--- BEGIN ITEMS ---

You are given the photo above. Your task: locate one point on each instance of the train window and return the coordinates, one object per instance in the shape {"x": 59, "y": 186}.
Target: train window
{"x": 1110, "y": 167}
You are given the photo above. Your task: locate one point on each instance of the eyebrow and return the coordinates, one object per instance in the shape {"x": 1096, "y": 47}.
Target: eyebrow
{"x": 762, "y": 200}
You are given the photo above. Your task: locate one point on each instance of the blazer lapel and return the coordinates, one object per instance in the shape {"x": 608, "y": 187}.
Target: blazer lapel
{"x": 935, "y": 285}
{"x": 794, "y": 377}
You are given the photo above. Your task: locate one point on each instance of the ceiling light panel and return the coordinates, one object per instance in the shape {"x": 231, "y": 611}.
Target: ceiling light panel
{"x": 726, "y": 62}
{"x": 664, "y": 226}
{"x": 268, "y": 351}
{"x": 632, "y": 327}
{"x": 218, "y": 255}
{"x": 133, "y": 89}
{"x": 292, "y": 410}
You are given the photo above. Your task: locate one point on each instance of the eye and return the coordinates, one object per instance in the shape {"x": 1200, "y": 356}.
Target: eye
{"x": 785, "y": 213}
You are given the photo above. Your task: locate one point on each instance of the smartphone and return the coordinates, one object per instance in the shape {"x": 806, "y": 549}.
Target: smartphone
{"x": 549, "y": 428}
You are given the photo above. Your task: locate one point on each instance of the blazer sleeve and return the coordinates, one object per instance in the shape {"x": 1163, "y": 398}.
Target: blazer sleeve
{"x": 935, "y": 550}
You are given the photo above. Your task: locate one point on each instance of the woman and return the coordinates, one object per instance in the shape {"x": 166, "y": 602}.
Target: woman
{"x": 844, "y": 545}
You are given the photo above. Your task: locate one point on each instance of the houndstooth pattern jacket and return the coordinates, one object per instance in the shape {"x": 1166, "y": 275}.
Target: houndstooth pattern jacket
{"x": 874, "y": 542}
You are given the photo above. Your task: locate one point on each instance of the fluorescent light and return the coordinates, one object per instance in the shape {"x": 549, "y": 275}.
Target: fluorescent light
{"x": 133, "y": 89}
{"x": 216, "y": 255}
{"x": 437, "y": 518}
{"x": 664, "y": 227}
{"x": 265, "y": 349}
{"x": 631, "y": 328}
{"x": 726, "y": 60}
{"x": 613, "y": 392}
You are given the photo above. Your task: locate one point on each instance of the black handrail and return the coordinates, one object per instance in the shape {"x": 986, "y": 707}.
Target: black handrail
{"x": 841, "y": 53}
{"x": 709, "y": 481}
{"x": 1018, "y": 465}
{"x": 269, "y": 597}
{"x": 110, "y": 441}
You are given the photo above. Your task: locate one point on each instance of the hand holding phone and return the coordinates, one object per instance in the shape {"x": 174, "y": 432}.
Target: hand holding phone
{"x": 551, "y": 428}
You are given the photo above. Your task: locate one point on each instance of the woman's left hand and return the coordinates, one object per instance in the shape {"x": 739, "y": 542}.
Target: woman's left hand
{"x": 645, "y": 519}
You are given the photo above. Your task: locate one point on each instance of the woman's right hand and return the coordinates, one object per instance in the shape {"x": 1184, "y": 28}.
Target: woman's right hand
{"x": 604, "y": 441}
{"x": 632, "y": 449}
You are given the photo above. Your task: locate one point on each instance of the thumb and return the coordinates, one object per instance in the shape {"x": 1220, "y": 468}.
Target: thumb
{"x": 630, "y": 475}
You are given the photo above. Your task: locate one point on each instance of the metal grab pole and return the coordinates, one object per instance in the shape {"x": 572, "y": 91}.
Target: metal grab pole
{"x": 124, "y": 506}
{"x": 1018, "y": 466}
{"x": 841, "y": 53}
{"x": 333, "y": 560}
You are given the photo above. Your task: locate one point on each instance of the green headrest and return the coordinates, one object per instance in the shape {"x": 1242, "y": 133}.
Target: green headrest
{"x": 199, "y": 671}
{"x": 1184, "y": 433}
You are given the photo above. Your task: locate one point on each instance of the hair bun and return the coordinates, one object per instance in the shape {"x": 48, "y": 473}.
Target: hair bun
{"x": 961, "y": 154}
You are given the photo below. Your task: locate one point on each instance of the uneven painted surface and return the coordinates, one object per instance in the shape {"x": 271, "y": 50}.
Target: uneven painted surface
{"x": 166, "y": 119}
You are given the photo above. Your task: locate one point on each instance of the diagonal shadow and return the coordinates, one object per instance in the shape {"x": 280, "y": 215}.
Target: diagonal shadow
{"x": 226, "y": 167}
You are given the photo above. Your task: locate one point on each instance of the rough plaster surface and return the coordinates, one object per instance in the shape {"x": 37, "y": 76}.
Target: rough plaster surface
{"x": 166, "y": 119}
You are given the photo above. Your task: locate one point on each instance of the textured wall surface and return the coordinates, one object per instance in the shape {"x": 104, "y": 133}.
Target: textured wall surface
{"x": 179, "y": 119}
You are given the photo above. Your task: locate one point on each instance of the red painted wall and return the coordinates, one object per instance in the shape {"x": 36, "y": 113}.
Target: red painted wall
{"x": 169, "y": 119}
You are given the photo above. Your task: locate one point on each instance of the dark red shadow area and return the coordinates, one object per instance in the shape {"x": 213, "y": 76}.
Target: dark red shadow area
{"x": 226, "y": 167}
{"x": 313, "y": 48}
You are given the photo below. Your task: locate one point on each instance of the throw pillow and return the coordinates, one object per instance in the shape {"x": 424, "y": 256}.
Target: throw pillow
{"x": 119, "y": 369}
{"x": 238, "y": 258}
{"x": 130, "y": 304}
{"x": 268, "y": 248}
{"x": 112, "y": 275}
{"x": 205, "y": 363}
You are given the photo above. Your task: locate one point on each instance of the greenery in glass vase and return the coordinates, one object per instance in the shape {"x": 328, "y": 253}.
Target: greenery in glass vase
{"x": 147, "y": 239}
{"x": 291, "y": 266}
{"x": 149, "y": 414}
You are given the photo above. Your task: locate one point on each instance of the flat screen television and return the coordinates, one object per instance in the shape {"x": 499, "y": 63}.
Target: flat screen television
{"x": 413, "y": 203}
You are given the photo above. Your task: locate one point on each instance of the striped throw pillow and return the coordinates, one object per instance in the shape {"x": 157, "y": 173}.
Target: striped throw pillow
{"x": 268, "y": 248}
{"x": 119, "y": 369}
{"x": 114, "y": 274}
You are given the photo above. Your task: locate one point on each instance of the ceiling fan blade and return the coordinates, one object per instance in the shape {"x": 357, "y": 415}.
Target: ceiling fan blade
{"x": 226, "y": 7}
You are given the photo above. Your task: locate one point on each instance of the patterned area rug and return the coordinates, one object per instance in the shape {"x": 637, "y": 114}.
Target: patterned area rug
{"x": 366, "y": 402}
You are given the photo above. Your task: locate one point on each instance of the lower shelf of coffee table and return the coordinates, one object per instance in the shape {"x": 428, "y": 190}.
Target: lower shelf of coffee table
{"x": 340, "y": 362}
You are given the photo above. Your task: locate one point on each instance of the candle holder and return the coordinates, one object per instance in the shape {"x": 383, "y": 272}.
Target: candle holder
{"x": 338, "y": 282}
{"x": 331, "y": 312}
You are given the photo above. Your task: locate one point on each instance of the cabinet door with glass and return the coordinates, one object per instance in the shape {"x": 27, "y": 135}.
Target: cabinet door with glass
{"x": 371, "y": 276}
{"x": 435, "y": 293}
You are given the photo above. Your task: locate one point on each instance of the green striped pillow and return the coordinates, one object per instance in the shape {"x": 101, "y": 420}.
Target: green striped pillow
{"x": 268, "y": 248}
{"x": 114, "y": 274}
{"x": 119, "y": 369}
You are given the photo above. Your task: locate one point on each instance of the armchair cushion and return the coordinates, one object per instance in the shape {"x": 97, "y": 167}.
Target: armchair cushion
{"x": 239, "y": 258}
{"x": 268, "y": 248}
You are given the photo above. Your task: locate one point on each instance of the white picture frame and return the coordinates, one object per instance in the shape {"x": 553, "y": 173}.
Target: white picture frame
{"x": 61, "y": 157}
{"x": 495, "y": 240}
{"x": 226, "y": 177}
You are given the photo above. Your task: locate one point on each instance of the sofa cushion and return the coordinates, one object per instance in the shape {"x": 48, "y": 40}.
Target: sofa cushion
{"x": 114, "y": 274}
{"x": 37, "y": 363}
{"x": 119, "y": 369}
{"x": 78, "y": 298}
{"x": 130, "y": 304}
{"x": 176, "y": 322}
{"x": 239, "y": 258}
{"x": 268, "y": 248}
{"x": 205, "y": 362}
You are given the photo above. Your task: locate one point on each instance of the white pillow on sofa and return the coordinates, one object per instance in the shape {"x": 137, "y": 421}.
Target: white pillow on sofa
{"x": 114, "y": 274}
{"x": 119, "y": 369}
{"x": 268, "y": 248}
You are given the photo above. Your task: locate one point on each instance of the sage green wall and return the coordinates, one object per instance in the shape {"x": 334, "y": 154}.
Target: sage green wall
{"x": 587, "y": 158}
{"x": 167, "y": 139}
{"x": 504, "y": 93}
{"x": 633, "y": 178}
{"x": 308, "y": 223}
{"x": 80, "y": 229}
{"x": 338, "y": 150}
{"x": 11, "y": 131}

--- END ITEMS ---

**SET EXERCISE:**
Could you rewrite the records from the line that contains "the white pillow" through the end of the records, renaming "sage green wall" to "pale green wall" and leaving everything else unchanged?

**RESPONSE TO THIS EXERCISE:**
You are given the photo above. Your task: locate one point on each instance of the white pillow on sofa and return the coordinates, one object per instance in the shape {"x": 137, "y": 421}.
Target: white pillow on sofa
{"x": 114, "y": 274}
{"x": 119, "y": 369}
{"x": 268, "y": 248}
You are given the photo above. Your task: locate one point on each instance of the pale green wall and return the coordinates, one object per instance in the shape {"x": 334, "y": 154}.
Target: pale green wall
{"x": 587, "y": 158}
{"x": 167, "y": 139}
{"x": 504, "y": 93}
{"x": 633, "y": 178}
{"x": 308, "y": 223}
{"x": 80, "y": 229}
{"x": 338, "y": 150}
{"x": 11, "y": 131}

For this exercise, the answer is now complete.